Page
* * * *

Hi,
I have been optimizing Sqlg of late and eventually arrived at TinkerPop
code.
The gremlin in particular that I am interested is path queries.
Here is the test that I am running in jmh.
//@Setup
Vertex a = graph.addVertex(T.label, "A", "name", "a1");
for (int i = 1; i < 1_000_001; i++) {
Vertex b = graph.addVertex(T.label, "B", "name", "name_" + i);
a.addEdge("outB", b);
for (int j = 0; j < 1; j++) {
Vertex c = graph.addVertex(T.label, "C", "name", "name_"
+ i + " " + j);
b.addEdge("outC", c);
}
}
And the query being benchmarked is
GraphTraversal<Vertex, Path> traversal =
g.V(a).as("a").out().as("b").out().as("c").path();
while (traversal.hasNext()) {
Path path = traversal.next();
}
Before the optimization, (as things are now)
Benchmark Mode Cnt Score Error Units
GremlinPathBenchmark.g_path avgt 100 1.086 ± 0.020 s/op
The optimization I did is in AbstractStep.prepareTraversalForNextStep,
to not call addLabels() for path gremlins as the labels are known by the
step and do not change again so there is not need to keep adding them.
private final Traverser.Admin<E> prepareTraversalForNextStep(final
Traverser.Admin<E> traverser) {
if (!this.traverserStepIdAndLabelsSetByChild) {
traverser.setStepId(this.nextStep.getId());
if (traverser instanceof B_LP_O_P_S_SE_SL_Traverser) {
} else {
traverser.addLabels(this.labels);
}
}
return traverser;
}
After optimization,
Benchmark Mode Cnt Score Error Units
GremlinPathBenchmark.g_path avgt 100 0.680 ± 0.004 s/op
1.086 vs 0.689 seconds for the traversal.
I ran the Structured and Process test suites. 2 tests are failing with
this optimization.
InjectTest.g_VX1X_out_name_injectXdanielX_asXaX_mapXlengthX_path fails with
"java.lang.IllegalArgumentException: The step with label a does not exist"
and
SerializationTest.shouldSerializePathAsDetached fails with
"Caused by: java.lang.IllegalArgumentException: Class is not registered:
java.util.Collections$UnmodifiableSet"
Before investigating the failures is this optimization worth pursuing?
Thanks
Pieter

* * * *

Material
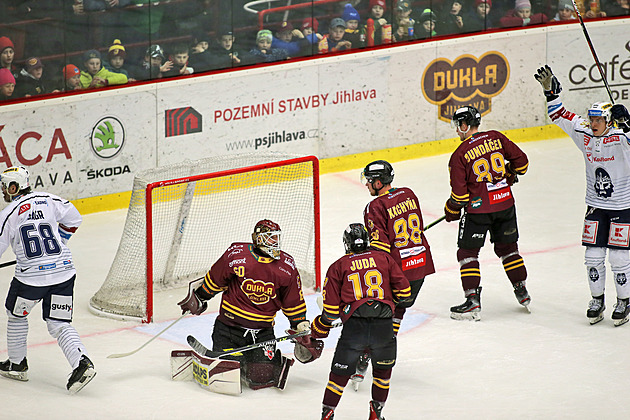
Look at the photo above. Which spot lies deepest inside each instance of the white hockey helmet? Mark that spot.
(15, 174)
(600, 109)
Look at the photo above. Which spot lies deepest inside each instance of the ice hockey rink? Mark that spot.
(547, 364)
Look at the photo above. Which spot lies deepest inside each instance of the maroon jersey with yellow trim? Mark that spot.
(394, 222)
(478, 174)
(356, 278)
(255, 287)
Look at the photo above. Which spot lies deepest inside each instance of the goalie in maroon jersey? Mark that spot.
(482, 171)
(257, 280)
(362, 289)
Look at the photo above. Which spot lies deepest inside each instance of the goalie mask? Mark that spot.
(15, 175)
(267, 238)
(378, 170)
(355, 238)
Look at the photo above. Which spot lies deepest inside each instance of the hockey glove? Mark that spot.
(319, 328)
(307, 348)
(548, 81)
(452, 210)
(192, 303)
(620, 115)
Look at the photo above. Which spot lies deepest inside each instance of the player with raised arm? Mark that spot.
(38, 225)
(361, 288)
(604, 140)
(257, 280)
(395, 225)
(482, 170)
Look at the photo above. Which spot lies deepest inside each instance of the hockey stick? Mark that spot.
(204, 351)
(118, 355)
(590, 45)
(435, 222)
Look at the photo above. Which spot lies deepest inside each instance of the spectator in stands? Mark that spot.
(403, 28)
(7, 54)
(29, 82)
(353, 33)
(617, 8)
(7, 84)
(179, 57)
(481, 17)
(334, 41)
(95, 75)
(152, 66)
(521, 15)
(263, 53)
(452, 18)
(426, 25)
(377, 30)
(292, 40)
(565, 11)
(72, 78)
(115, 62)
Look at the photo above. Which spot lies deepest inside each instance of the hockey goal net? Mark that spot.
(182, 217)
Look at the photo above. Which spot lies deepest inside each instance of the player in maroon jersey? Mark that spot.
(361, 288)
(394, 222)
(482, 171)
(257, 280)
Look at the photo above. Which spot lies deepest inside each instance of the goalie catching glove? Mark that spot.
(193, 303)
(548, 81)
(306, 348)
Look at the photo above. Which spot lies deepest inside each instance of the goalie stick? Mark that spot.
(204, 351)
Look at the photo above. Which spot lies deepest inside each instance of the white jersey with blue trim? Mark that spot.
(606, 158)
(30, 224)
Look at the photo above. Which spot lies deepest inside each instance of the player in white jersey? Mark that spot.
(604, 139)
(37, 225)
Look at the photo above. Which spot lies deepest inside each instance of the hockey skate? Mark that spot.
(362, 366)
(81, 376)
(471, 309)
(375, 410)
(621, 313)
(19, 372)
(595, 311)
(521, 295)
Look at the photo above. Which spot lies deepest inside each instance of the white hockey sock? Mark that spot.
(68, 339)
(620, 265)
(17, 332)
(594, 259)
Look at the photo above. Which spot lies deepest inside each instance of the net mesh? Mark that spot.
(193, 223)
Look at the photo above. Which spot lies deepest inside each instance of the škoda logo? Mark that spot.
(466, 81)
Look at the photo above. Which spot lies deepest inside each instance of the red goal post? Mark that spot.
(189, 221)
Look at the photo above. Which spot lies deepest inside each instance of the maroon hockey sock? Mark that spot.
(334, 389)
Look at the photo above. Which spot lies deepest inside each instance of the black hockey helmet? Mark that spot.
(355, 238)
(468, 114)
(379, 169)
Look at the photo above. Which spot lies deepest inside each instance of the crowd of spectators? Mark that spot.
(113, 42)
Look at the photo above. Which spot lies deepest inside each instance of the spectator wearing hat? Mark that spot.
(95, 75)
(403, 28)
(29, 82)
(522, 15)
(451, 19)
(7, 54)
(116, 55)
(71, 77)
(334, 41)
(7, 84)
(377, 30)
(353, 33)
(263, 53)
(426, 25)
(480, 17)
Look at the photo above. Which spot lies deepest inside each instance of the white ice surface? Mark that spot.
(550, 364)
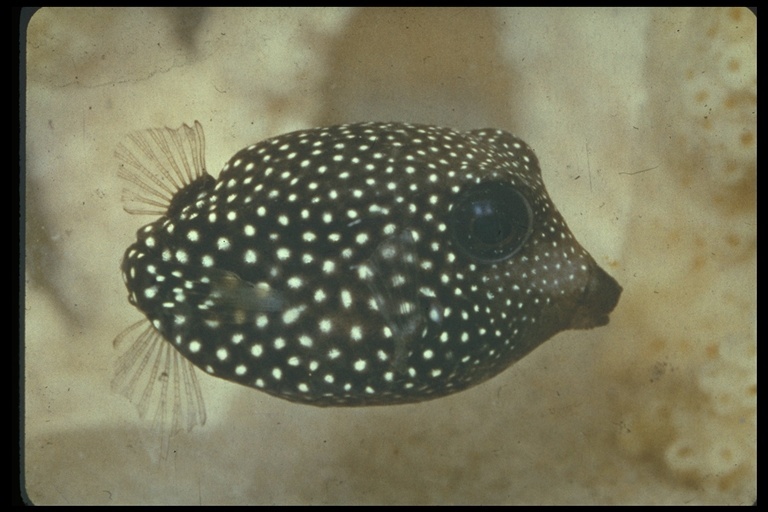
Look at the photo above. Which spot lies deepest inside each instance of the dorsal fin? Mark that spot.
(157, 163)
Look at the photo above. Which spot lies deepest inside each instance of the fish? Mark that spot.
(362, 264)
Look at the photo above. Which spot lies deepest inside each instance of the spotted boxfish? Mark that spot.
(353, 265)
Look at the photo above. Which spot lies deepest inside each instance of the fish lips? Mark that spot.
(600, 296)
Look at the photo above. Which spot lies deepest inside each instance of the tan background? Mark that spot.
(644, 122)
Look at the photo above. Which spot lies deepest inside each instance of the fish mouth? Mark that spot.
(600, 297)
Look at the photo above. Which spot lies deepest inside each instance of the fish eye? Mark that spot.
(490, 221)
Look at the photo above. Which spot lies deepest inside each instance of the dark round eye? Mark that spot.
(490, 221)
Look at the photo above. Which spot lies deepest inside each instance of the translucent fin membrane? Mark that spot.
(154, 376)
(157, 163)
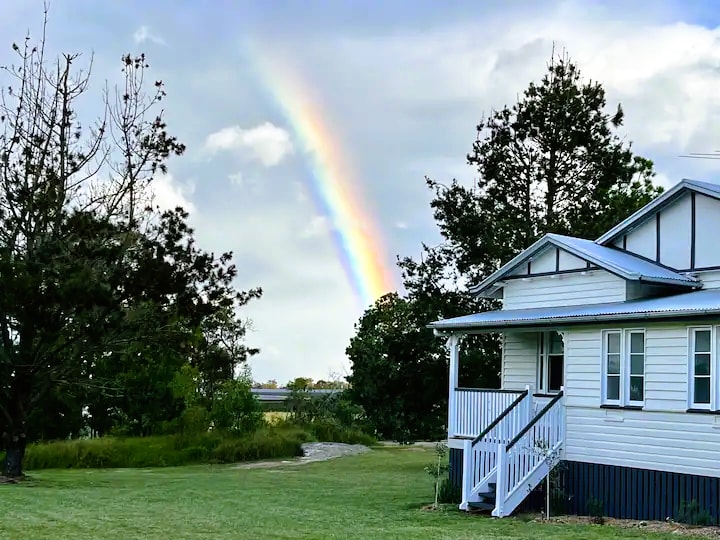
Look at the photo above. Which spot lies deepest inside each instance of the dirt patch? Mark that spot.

* * * *

Exercise
Please revise the forum post on path-query optimization, giving everything from "I ran the Structured" down to "optimization worth pursuing?" with "change" in place of "optimization".

Result of this task
I ran the Structured and Process test suites. 2 tests are failing with
this change.
InjectTest.g_VX1X_out_name_injectXdanielX_asXaX_mapXlengthX_path fails with
"java.lang.IllegalArgumentException: The step with label a does not exist"
and
SerializationTest.shouldSerializePathAsDetached fails with
"Caused by: java.lang.IllegalArgumentException: Class is not registered:
java.util.Collections$UnmodifiableSet"
Before investigating the failures is this change worth pursuing?